— What the exercise asks —
Exact copy required. Repeat the records, but keep the pictures out.

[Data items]
━━━━

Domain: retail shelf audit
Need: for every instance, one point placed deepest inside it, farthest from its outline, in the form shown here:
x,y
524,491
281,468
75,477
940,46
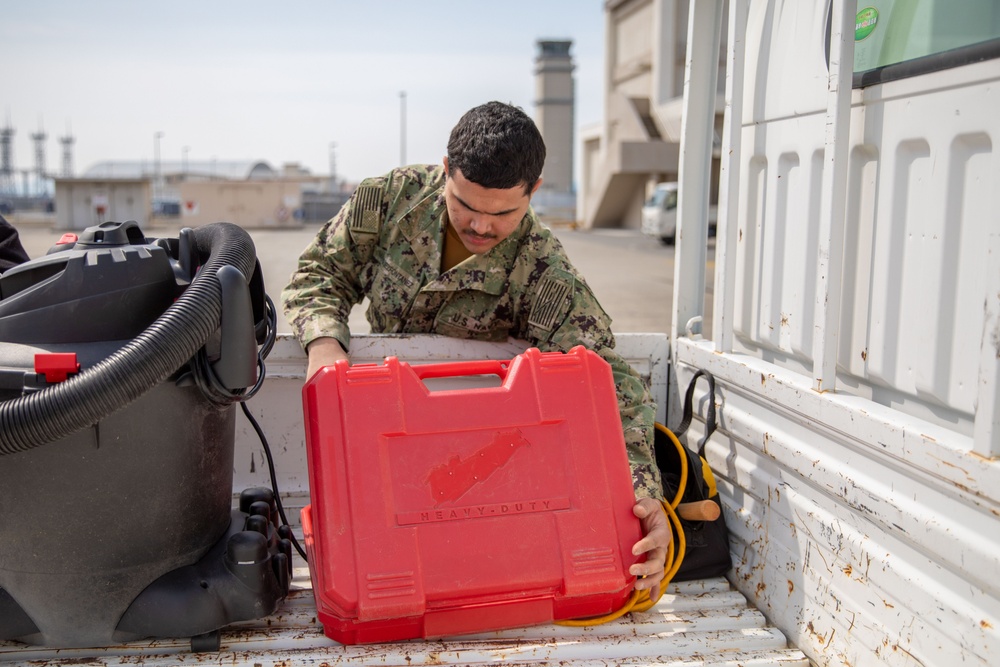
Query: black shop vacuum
x,y
122,359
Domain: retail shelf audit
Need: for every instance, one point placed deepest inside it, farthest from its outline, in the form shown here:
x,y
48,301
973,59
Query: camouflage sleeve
x,y
326,283
582,321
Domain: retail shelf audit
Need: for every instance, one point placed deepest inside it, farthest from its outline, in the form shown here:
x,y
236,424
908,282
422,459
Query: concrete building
x,y
638,143
251,194
555,96
84,202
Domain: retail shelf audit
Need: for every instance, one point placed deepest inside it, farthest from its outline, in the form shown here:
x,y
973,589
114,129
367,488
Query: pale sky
x,y
274,81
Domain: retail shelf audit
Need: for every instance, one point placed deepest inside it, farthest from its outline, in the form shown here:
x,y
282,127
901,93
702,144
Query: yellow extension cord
x,y
640,600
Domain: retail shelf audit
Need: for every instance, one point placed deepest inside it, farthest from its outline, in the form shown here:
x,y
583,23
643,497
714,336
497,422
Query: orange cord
x,y
640,600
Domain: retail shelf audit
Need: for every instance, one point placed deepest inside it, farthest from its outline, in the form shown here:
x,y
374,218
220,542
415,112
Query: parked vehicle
x,y
659,214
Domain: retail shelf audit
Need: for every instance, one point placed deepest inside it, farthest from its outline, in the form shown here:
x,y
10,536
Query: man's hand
x,y
323,352
654,544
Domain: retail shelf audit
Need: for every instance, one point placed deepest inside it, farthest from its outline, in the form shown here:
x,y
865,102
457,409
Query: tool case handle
x,y
462,368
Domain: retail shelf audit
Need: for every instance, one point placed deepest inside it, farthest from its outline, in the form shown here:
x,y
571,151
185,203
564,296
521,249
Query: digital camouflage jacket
x,y
386,244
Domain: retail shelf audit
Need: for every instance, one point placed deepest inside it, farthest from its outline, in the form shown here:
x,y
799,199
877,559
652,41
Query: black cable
x,y
274,479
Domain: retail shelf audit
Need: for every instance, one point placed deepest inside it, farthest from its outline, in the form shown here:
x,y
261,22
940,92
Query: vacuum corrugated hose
x,y
115,382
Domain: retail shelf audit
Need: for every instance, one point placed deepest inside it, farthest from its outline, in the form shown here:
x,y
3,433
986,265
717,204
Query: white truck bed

━━━━

— Result of this exercise —
Domain: retail shelf audit
Need: for every instance, one point placed deepest inside it, farthest from its outline, in the form shown here:
x,y
524,491
281,468
75,477
940,46
Query: black shop vacuum
x,y
122,359
Domain: retail shelf audit
Need: for every instance, one point placed deepest inside it, farthest from its outline, in the form shown here:
x,y
48,301
973,59
Query: camouflage sleeve
x,y
326,283
582,321
Domain: retail shelf audit
Need: for every instance, one point placed deepest inside it, farthest from its outline, in the form shown here:
x,y
236,424
908,282
422,459
Query: concrete building
x,y
638,143
251,194
555,96
84,202
Domain: retail shelf audit
Need: for every instance, one point placed deepest inside it, farthest from its outline, in the form shown here:
x,y
973,589
114,129
367,488
Query: pale sky
x,y
274,81
Domain: retail shelf audit
Need: for every instance, one point placed deepest inside it, farthest from its outline, in the form shown here:
x,y
282,127
901,93
702,144
Query: yellow extension cord
x,y
640,600
Domain: retail shelf audit
Need: for every instance, one point placed deepest inside it, farthest from its outline, in the form shown here:
x,y
583,23
643,497
714,336
497,422
Query: orange cord
x,y
640,600
Domain: retail shelf audit
Need: for every instance, one point placed deepest inside it, farthest from its outline, in the form shown here:
x,y
374,218
220,542
415,112
Query: parked vehicle
x,y
659,214
Domain: retail shelf audit
Need: for every instance, one point placed deepest inside it, farthest from its outline, in the form shown here:
x,y
10,536
Query: man's hand
x,y
323,352
654,544
Domain: retail shelf audit
Need: for every instance, one point placed deepest inside it, farthest from its outline, in the form shown here:
x,y
865,102
457,409
Query: tool case handle
x,y
462,368
Domain: retail shelf audit
Need: for every instance, one point placed deepest inside it, farthest from its outline, in the form shown here:
x,y
571,151
185,203
564,296
521,249
Query: digital camouflage jacket
x,y
386,244
Domain: retail shelf audit
Need: for every instance, one point placed deepest inside it, farthest from its outline, in the form shown here:
x,y
799,199
877,559
652,41
Query: black cable
x,y
274,479
Domain: retail shelf audit
Need: for every instance, one point placed deepest inside it, farthest from its outline, in the form shown here:
x,y
261,22
940,92
Query: vacuum corrugated hose
x,y
115,382
Domain: retail shelf audit
Need: for every instance, one point placed deepest inside it, farthest from its outline, in the form shown here:
x,y
3,433
986,265
717,204
Query: white truck bed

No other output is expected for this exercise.